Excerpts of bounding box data
# # #
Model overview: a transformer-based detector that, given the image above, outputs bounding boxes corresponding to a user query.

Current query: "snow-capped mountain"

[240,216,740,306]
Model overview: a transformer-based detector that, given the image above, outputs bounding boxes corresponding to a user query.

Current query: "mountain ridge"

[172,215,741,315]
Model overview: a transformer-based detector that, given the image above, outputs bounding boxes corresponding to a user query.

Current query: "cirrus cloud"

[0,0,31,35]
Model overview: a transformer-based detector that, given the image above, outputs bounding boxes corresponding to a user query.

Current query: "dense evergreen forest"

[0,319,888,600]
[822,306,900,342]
# # #
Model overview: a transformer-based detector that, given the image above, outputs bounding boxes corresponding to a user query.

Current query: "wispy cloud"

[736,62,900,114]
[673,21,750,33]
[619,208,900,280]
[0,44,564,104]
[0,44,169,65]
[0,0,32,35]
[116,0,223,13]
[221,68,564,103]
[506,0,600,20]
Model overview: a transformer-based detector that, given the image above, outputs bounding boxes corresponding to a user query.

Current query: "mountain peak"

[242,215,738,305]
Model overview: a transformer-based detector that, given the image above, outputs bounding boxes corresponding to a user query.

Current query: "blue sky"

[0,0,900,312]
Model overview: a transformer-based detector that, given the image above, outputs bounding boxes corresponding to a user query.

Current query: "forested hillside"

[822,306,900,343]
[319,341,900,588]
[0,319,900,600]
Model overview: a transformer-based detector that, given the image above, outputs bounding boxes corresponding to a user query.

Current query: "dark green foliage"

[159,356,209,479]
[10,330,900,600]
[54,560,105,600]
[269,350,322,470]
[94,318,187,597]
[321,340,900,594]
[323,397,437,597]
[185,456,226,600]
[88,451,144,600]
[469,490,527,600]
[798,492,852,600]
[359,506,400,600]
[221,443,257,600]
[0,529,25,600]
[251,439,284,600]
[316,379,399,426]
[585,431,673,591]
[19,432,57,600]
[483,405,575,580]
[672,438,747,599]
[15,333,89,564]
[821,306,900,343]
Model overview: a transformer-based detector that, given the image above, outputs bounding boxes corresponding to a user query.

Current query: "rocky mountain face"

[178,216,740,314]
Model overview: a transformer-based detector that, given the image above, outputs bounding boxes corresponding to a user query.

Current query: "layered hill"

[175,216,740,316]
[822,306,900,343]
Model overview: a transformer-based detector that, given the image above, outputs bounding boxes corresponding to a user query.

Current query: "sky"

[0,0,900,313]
# # #
Count the lines in the entries above that contain the word "Current". Reply with the number alone.

■ Solved problem
12